Stored items
━━━━

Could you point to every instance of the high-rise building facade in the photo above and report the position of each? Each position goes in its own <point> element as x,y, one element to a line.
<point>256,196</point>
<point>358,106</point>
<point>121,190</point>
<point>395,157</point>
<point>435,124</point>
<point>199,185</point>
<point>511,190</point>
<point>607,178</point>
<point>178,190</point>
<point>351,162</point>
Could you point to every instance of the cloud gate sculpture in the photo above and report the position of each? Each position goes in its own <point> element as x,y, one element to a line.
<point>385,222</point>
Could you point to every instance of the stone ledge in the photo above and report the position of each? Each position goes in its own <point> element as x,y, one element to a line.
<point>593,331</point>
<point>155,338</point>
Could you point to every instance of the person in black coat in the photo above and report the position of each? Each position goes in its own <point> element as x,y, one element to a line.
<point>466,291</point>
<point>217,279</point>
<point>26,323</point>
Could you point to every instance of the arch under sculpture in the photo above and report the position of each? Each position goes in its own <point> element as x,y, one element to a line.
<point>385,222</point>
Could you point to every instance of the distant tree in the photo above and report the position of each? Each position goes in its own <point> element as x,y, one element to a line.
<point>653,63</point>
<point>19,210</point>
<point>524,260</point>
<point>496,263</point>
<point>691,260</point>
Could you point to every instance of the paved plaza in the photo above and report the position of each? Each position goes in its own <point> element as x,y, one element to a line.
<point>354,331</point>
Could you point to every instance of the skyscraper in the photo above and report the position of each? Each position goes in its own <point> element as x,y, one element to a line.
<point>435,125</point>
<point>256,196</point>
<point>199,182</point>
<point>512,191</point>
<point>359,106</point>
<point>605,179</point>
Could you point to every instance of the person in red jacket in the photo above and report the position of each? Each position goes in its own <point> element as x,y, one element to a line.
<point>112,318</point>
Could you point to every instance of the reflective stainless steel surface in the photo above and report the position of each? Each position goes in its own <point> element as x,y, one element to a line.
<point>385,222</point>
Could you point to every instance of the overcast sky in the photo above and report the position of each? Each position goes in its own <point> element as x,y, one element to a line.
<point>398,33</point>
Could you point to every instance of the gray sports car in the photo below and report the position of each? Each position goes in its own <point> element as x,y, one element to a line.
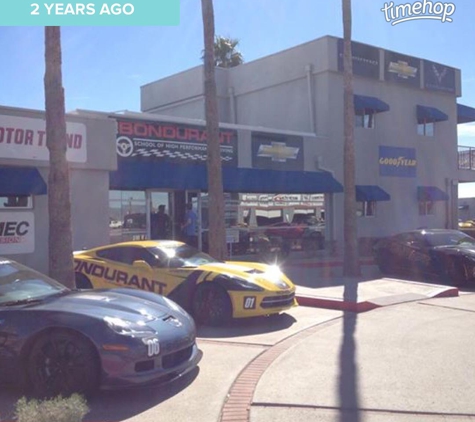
<point>59,341</point>
<point>444,255</point>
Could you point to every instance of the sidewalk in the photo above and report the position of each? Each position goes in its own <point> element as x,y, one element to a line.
<point>406,363</point>
<point>320,284</point>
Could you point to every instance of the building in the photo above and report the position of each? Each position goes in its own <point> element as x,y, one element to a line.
<point>24,163</point>
<point>281,137</point>
<point>406,109</point>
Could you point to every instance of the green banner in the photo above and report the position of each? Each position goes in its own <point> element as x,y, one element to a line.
<point>90,13</point>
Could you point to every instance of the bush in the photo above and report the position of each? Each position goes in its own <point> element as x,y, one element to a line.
<point>59,409</point>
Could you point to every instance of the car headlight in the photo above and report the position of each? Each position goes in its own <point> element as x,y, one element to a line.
<point>128,328</point>
<point>233,283</point>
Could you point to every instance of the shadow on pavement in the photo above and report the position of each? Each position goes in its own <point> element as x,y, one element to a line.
<point>348,379</point>
<point>248,326</point>
<point>111,406</point>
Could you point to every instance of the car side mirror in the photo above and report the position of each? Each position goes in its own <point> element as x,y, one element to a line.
<point>140,264</point>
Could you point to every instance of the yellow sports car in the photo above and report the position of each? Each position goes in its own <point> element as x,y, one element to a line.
<point>212,291</point>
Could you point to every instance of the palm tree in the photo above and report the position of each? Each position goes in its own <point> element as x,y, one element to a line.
<point>225,52</point>
<point>59,203</point>
<point>217,230</point>
<point>351,265</point>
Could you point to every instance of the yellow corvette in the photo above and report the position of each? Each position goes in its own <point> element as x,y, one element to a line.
<point>212,291</point>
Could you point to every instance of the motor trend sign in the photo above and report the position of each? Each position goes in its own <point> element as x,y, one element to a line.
<point>172,142</point>
<point>25,138</point>
<point>17,232</point>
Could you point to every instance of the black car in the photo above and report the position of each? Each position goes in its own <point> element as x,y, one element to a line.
<point>58,341</point>
<point>447,255</point>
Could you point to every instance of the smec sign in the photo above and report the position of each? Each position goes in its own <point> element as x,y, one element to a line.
<point>17,232</point>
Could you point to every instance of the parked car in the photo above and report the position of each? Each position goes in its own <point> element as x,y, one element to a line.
<point>54,340</point>
<point>446,255</point>
<point>212,291</point>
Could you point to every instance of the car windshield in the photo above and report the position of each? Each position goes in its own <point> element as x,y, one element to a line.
<point>449,239</point>
<point>183,256</point>
<point>19,283</point>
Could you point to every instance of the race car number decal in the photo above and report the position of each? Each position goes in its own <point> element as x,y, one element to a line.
<point>249,302</point>
<point>153,347</point>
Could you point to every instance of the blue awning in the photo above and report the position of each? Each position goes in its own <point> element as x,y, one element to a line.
<point>431,193</point>
<point>430,114</point>
<point>152,175</point>
<point>367,193</point>
<point>465,114</point>
<point>272,181</point>
<point>18,181</point>
<point>362,102</point>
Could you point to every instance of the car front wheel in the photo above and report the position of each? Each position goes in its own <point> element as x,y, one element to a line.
<point>62,363</point>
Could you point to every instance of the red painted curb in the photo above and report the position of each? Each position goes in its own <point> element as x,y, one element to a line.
<point>336,304</point>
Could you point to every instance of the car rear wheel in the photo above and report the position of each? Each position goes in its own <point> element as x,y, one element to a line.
<point>211,305</point>
<point>62,362</point>
<point>82,282</point>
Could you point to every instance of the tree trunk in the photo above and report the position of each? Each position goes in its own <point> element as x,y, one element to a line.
<point>217,230</point>
<point>59,204</point>
<point>351,266</point>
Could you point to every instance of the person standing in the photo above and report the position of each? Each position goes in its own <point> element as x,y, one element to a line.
<point>189,226</point>
<point>163,223</point>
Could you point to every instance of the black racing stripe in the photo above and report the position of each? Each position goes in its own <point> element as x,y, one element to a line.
<point>183,293</point>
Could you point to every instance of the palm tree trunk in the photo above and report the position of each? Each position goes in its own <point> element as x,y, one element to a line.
<point>59,204</point>
<point>351,266</point>
<point>217,230</point>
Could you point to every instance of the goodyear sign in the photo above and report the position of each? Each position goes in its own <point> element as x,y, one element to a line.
<point>397,162</point>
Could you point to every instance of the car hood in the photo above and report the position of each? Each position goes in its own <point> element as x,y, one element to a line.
<point>100,303</point>
<point>462,249</point>
<point>267,276</point>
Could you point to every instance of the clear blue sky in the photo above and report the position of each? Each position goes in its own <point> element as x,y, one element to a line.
<point>104,67</point>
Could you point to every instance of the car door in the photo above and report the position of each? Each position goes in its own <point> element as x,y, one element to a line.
<point>123,266</point>
<point>417,259</point>
<point>9,356</point>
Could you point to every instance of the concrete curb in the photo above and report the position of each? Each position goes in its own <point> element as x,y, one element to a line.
<point>340,304</point>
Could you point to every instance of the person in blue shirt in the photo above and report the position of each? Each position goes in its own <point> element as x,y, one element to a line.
<point>189,227</point>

━━━━

◆ **Exercise details**: A faithful copy of every entry is needed, omitting each image.

◆ **Solution to this task**:
Could you point to every instance of the high-rise building facade in the photo above and report the position of each? Each position goes in its own <point> element as x,y, one element to a line.
<point>256,196</point>
<point>358,106</point>
<point>121,190</point>
<point>395,157</point>
<point>435,124</point>
<point>199,185</point>
<point>511,190</point>
<point>607,178</point>
<point>178,190</point>
<point>351,162</point>
Could you point to every instance of the cloud gate sculpture in the photo above and report the position of each? Each position goes in its own <point> element as x,y, one element to a line.
<point>385,222</point>
Could you point to every instance of the stone ledge in the photo above and report the position of each? Each position goes in its own <point> element as x,y, one element to a line.
<point>593,331</point>
<point>155,338</point>
Could you point to every instance of the person in black coat in the photo above and report the position of each? Each position goes in its own <point> element as x,y, one element to a line.
<point>466,291</point>
<point>217,279</point>
<point>26,323</point>
Could you point to every instance of the arch under sculpture in the photo above and report the position of each? Each position goes in its own <point> element as x,y, one element to a line.
<point>385,222</point>
Could you point to every instance of the distant tree in the photo above and report the position of each? Each position goes in its own <point> element as x,y, one element to a line.
<point>653,63</point>
<point>19,210</point>
<point>524,260</point>
<point>496,263</point>
<point>691,260</point>
Could you point to every instance of the paved plaza in the photo above and report the position of each? Each position goes in its own <point> element as x,y, one element to a line.
<point>354,331</point>
Could you point to every instance of the skyscraper in the photo above and report the position of each? Each position goes in its own <point> element as x,y, one element to a line.
<point>435,125</point>
<point>256,196</point>
<point>199,182</point>
<point>512,191</point>
<point>359,106</point>
<point>605,179</point>
Could you point to every instance of the person in red jacket in the photo above and report the position of each? Each position goes in its own <point> element as x,y, one element to a line.
<point>112,318</point>
Could you point to every instance of the reflective stainless steel surface in the photo above and report the position of each? Each position goes in its own <point> element as x,y, one element to a line.
<point>385,222</point>
Could you point to every instance of the overcast sky in the photo above and report the position of each? Each position goes in its own <point> element as x,y, one element to a line.
<point>398,33</point>
Could you point to every instance of the gray sports car in the photo below and report the position of each? Each position goes in its own <point> element as x,y, one element to a line.
<point>59,341</point>
<point>444,255</point>
Could you point to every instance of the sidewalk in the photo above and report the position of each? Each position goes in its own <point> element as x,y, one element to a line.
<point>406,363</point>
<point>320,284</point>
Could you point to every instance of the building in the photo above and report the position of each? Each position goes in its own <point> element as x,y, one element to a line.
<point>24,163</point>
<point>281,137</point>
<point>406,109</point>
Could you point to every instance of the green banner in the photo above and report the position of each? Each position goes in its own <point> element as x,y, one element to a line.
<point>90,13</point>
Could you point to every instance of the bush in the photo above and report the position of each? Each position goes in its own <point> element as x,y, one element to a line.
<point>59,409</point>
Could you point to every instance of the car headlight in the photo above and report the position of each? Each position goes in its own <point> element as x,y, one element to a line.
<point>128,328</point>
<point>233,283</point>
Could you point to every instance of the shadow on pavement in the photo above and report the position of each? Each position goes in its own <point> element as x,y, one element to a line.
<point>348,379</point>
<point>248,326</point>
<point>111,406</point>
Could you point to every instance of the car side mirror in the photo above and report the position of each? Each position goes in its own <point> element as x,y, one element to a line.
<point>140,264</point>
Could you point to every instance of the yellow sports car in the photo above and report the position of each? Each position goes in its own <point> element as x,y, one element to a line.
<point>212,291</point>
Could you point to every instance of the palm tree in the photo above and report the position of each? Each position goes in its own <point> element as x,y, one element to a line.
<point>225,52</point>
<point>59,203</point>
<point>217,230</point>
<point>351,265</point>
Could you point to every instance of the yellow corvette in the photo above and report the position of each? Each position goes in its own <point> element as x,y, one element to a line.
<point>212,291</point>
Could you point to every instance of the motor trend sign in the photo above and report the position of each? Each position goes in its own <point> element as x,y, one element to a line.
<point>172,142</point>
<point>25,138</point>
<point>17,232</point>
Could you point to every instance of the black car in the photo above and report the position of each? Each position goes in its own <point> element as x,y, one element to a line.
<point>58,341</point>
<point>447,255</point>
Could you point to every instance of the smec sign in the photo above and report the position of each? Each position goes in its own <point> element as x,y, one element to a line.
<point>17,232</point>
Could you point to every instance of the parked car in the photo above and report the position of each? Each position goes in its own <point> element as x,y, one element to a line.
<point>54,340</point>
<point>446,255</point>
<point>212,291</point>
Could you point to every instance of the car windshield in the photo above and report the position of each? Each position goes in its own <point> element as x,y, one element to a line.
<point>449,239</point>
<point>183,256</point>
<point>19,283</point>
Could you point to every instance of the race car number decal in the photo above and report the position of each? Each position goes in its own <point> element as x,y, one element to a line.
<point>249,302</point>
<point>153,347</point>
Could you point to every instance of the blue awning in the photo above and report the position of each? Each position goes in its own <point> element as x,y, one element to a line.
<point>431,193</point>
<point>430,114</point>
<point>152,175</point>
<point>367,193</point>
<point>465,114</point>
<point>272,181</point>
<point>18,181</point>
<point>362,102</point>
Could you point to every instance of the car front wheel in the photo above and report the position of each? Each position goes in its own <point> element as x,y, one element to a line.
<point>62,363</point>
Could you point to every instance of the red painted curb in the photo above and report the position of each? Each position goes in its own <point> element as x,y, one element to a line.
<point>336,304</point>
Could you point to every instance of the car rear wheel in the photo above and report the position of each? Each position goes in its own <point> element as x,y, one element to a line.
<point>211,305</point>
<point>62,362</point>
<point>82,282</point>
Could you point to every instance of the tree trunk in the photo above and report the position of each? Each position goes in its own <point> element as x,y, one element to a line.
<point>217,230</point>
<point>59,204</point>
<point>351,266</point>
Could you point to every instance of the person standing in the photo above and report the position of each? Each position goes in its own <point> element as x,y, one element to a line.
<point>189,226</point>
<point>163,223</point>
Could you point to every instance of the black racing stripe in the photo above and report the position of each? Each position goes in its own <point> element as x,y, one element to a line.
<point>183,293</point>
Could you point to every instance of the palm tree trunk in the photo above and report the position of each? Each position goes in its own <point> element as x,y, one element to a line.
<point>59,204</point>
<point>351,266</point>
<point>217,230</point>
Could you point to every instance of the goodyear sign in the photo above and report the position of each? Each position goes in its own <point> element as x,y, one element to a line.
<point>397,162</point>
Could you point to every instance of the car hood in the photo above and report the position of each? Each position goes in its own <point> element as x,y, one element to a line.
<point>100,303</point>
<point>462,249</point>
<point>267,276</point>
Could you point to every instance of the clear blue sky in the photo above and report the position of each? Each position goes in its own <point> element as x,y, one element to a line.
<point>104,67</point>
Could you point to every instance of the car door in the photo above and report the position of each? Each position goes in its own <point> element as x,y, one element to a line.
<point>123,266</point>
<point>417,259</point>
<point>9,356</point>
Could you point to every instance of the concrete curb in the photo above and report the position of each? Each position goes in its own <point> element as x,y, one element to a line.
<point>340,304</point>
Could you point to every instance of the person in blue shirt in the photo above and report the position of each? Each position goes in its own <point> element as x,y, one element to a line.
<point>189,227</point>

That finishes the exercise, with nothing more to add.